> PARTES DEL EJERCICIO:
A - Según el texto sobre la impunidad, ¿cuándo se expande la epidemia que describe y por qué resulta difícil pedir cuentas? Responde en una a tres oraciones.
B - Copia del texto sobre la impunidad el fragmento entre "Ocurrió con las" y "además del IBI.", ambos incluidos, y sustituye "Rey Emérito" por "expresidente".
C - Prosigue el texto sobre la impunidad a partir de su última oración.

En el teatro de la impunidad, no solo los actores principales parecen exentos de la justicia, sino que el propio auditorio corea cánticos de perdón y excusa mientras sufre de ecolalia crónica no diagnosticada. Exculpación popular. Como en misa. Esta epidemia se expande cuando el fanatismo desmedido por ciertos personajes políticos o mediáticos ejerce una influencia desproporcionada en la opinión pública, convirtiendo la crítica y la rendición de cuentas en misión imposible.
Ocurrió con las corruptelas y aventuras extramatrimoniales del Rey Emérito. O la iglesia, exenta de pecados desde tiempos inmemoriales, además del IBI.

> DATOS GUARDADOS:
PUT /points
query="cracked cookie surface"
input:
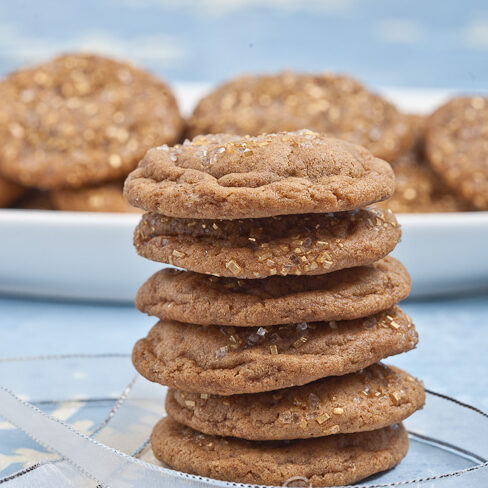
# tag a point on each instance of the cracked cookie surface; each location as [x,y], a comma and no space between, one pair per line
[331,104]
[230,177]
[371,399]
[208,300]
[308,244]
[82,119]
[326,461]
[230,361]
[457,147]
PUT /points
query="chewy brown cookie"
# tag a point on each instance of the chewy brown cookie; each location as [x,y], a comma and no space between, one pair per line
[342,295]
[419,189]
[101,198]
[326,461]
[9,192]
[308,244]
[371,399]
[457,147]
[330,104]
[229,361]
[82,119]
[232,177]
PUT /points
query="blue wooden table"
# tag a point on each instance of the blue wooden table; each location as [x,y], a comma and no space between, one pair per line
[451,356]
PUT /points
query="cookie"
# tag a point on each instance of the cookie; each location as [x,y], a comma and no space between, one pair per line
[419,189]
[342,295]
[371,399]
[325,461]
[457,147]
[82,119]
[231,177]
[9,192]
[107,197]
[308,244]
[230,361]
[326,103]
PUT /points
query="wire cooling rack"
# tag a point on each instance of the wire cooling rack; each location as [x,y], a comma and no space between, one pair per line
[109,411]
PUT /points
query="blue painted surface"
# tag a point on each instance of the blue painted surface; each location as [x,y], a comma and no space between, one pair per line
[402,43]
[451,357]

> RESULTADOS EN ORDEN:
A - La epidemia se expande cuando el fanatismo desmedido por ciertos personajes políticos o mediáticos ejerce una influencia desproporcionada en la opinión pública. Esa influencia convierte la crítica y la rendición de cuentas en misión imposible.

B -
Ocurrió con las corruptelas y aventuras extramatrimoniales del expresidente. O la iglesia, exenta de pecados desde tiempos inmemoriales, además del IBI.

C -
Ocurre en política. Las difamaciones y el ataque al Capitolio de Trump. La caja B y los contratos irregulares del Caso Gürtel. Los casi mil millones de fraude con los Ere en Andalucía. Las cloacas de la Kitchen. Los paraísos fiscales de los Pujol. O la compra de mascarillas - entre otras cosas - de Koldo y compañía, y del hermano de Ayuso, mientras miles de personas fallecían. Momentos aparentemente complejos donde los implicados siempre han pasado de puntillas, desviando el foco de luz que les iluminaba y esperando tranquilamente hasta que este se desvaneciera. Huir en el maletero de un coche mientras otros cambiaron el Parlament por la cárcel no ha disipado la inexplicable devoción por Puigdemont y que se presente a las elecciones de Cataluña. No solo burlan nuestra capacidad intelectual, sino que creen que la dominan. Y solo a veces el tiempo ha acabado poniéndolos en su sitio. Aznar continúa diciendo que fue ETA.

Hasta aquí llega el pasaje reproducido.